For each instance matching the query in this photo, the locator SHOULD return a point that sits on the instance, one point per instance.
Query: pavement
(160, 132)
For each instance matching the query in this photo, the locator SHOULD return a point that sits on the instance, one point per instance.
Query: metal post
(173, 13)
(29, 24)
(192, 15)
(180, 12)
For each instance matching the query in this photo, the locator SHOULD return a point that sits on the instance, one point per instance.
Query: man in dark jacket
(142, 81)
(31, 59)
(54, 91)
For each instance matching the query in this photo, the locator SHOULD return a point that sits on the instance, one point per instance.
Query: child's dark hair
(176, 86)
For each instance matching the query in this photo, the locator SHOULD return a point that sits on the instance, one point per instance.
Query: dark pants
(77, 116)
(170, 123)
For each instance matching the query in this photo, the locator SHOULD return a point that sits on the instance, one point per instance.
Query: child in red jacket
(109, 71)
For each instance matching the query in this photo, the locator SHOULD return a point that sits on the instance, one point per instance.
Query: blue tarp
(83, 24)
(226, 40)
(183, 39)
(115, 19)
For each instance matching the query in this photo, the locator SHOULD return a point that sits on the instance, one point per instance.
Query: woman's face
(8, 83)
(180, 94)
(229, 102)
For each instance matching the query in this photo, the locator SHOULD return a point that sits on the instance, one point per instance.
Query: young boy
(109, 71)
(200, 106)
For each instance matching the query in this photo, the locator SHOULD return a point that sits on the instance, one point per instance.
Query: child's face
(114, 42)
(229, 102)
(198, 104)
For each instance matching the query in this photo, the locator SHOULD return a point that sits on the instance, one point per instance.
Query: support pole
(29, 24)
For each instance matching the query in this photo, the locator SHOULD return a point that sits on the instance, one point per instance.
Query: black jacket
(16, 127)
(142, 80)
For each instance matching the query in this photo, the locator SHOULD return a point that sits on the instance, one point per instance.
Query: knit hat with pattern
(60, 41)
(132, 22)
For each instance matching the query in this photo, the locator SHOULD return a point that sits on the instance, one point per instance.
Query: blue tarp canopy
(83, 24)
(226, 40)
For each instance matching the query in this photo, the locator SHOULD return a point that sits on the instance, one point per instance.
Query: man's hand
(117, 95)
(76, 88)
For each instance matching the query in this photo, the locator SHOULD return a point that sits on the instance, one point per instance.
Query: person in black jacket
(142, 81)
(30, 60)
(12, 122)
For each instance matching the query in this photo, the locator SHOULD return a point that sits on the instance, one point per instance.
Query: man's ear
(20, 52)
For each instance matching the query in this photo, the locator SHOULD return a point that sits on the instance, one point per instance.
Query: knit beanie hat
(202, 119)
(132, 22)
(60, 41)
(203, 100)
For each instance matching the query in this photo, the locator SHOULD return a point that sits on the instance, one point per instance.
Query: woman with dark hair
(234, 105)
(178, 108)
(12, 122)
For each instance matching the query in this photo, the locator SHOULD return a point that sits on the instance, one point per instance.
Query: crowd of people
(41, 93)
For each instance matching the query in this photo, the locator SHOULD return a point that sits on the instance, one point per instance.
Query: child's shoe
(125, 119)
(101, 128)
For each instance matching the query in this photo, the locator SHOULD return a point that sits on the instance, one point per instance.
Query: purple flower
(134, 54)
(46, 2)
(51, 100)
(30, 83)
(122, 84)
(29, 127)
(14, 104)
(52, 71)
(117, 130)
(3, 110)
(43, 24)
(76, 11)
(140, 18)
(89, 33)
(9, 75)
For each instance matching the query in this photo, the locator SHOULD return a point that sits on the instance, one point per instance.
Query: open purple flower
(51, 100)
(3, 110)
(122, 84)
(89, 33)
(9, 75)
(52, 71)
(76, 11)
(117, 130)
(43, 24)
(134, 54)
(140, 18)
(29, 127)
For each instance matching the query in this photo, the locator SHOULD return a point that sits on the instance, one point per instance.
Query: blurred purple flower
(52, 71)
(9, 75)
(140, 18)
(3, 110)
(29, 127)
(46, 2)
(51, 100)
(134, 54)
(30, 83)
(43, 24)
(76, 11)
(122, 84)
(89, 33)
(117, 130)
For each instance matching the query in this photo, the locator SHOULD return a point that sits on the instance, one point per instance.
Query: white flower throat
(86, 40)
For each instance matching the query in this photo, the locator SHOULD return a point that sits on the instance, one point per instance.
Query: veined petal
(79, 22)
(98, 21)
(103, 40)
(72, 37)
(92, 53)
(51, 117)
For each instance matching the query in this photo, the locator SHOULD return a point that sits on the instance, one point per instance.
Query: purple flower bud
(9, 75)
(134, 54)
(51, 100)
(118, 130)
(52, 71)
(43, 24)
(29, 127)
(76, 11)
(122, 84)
# # #
Task brief: Whatever lines appear above, reproduce every one of them exactly.

Result of the exercise:
For each instance matching the query in this photo, the locator SHOULD return a point that sits on the instance, one point per instance.
Query: pavement
(160, 132)
For each instance matching the query in this photo, the locator SHOULD return a point that sits on the instance, one point per instance.
Query: metal post
(173, 13)
(29, 24)
(192, 15)
(180, 12)
For each instance matching the query in this photo, the locator SHOULD return a point that sits on the instance, one point per instance.
Query: man in dark jacket
(142, 81)
(31, 59)
(54, 91)
For each instance matching the query in this photo, the locator SHOULD return a point that sits on the instance, one point per instance.
Query: child's dark hair
(176, 86)
For each instance matching the query in this photo, the locator SHOULD return a point that sits on the instance, one point per instance.
Query: dark pants
(77, 116)
(170, 123)
For each instance matching the query in this photo, the locator SHOULD return a point that sits on the instance, one point per instance.
Query: child in red jacket
(109, 71)
For each instance matching the query in this photo, the locator SHOULD return a point that sits on the instance, one point per instance.
Query: blue tarp
(83, 24)
(226, 40)
(183, 39)
(115, 19)
For each instance matching the query in this photo, the locator SHOULD return a point that sits on the instance, one point per instance.
Query: woman's face
(8, 83)
(180, 94)
(229, 102)
For each instance matching the query in this photo, the locator SHOULD return a point that sits on the instance, one point per instance.
Query: young boy
(109, 71)
(200, 106)
For each instance matching the query in this photo, the locator SHOULD return a point that sits on the instance, one point per instance.
Query: child's face
(114, 42)
(229, 102)
(198, 104)
For each instance matching the query in this photo, the locator SHOULD return a point that sits on the instance, one point per instance.
Query: support pole
(29, 24)
For each instance matching the query in this photo, the locator SHOULD return a point that sits on the instance, one point per instance.
Query: black jacket
(16, 127)
(142, 80)
For each instance matching the query in this photo, the locator SHOULD return a point that sits on the instance, one point per instance.
Query: knit hat with pattern
(60, 41)
(132, 22)
For each instance matching the query in this photo, the locator SHOULD return a point that sits on the instance, one point per instance.
Query: blue tarp canopy
(83, 24)
(226, 40)
For each instance matching the query in this photo, the locator SHOULD return a point that sits on the instance, one point per instance.
Query: man's hand
(117, 95)
(76, 88)
For each instance matching the query in this photo, the locator SHOULD return a point that sits on the instance, one point per instance.
Query: person in black jacket
(142, 81)
(30, 60)
(12, 122)
For each instance matching the query in this photo, the locator SHOULD return a point that sits on the instance, one point per instance.
Query: man's ear
(20, 52)
For each instance matching the query in this photo, the locator SHOULD return a point that sits on the instance, one point per instance.
Query: knit beanie hat
(202, 119)
(132, 22)
(60, 41)
(203, 100)
For each instance matching the query in this photo, the locator SHOULD return a point that sits on the instance, one point per instance.
Query: woman with dark hair
(234, 105)
(178, 108)
(12, 122)
For each instance matching the query in this photo, the locator SHOULD return a point that sits on the instance, one point per instance.
Query: crowd of people
(41, 93)
For each instance matching the query in this photo, the locator SHOULD return a point that sits on the instance, one point per instance.
Query: child's shoe
(125, 119)
(101, 128)
For each instance matching the query in this photo, the locator SHOULD return a point that sits on the instance, one point per instance.
Query: purple flower
(134, 54)
(46, 2)
(51, 100)
(30, 83)
(122, 84)
(29, 127)
(14, 104)
(52, 71)
(117, 130)
(3, 110)
(43, 24)
(76, 11)
(140, 18)
(89, 33)
(9, 75)
For each instance matching the query in this photo, the locator SHOULD return a point that sits on the instance, one point per instance.
Query: open purple flower
(51, 100)
(3, 110)
(122, 84)
(89, 33)
(9, 75)
(52, 71)
(76, 11)
(117, 130)
(43, 24)
(134, 54)
(140, 18)
(29, 127)
For each instance matching the query in this photo, the locator SHOULD return a point that sits on the instance, one point per instance.
Query: blurred purple flower
(52, 71)
(9, 75)
(140, 18)
(3, 110)
(29, 127)
(46, 2)
(51, 100)
(134, 54)
(30, 83)
(43, 24)
(76, 11)
(122, 84)
(89, 33)
(117, 130)
For each instance matching the query in this photo, the locator SHOULD return a point that sits on the instance, one point per instance.
Query: white flower throat
(86, 40)
For each instance matching the query in this photo, the locator SHOULD return a point that sits on the instance, one point per instance.
Query: veined petal
(79, 22)
(98, 21)
(103, 40)
(72, 37)
(92, 53)
(51, 117)
For each instance matching the query in this photo, the locator SHOULD return a point that sits on the instance, one point per instance.
Query: purple flower bud
(9, 75)
(134, 54)
(51, 100)
(118, 130)
(52, 71)
(43, 24)
(29, 127)
(76, 11)
(122, 84)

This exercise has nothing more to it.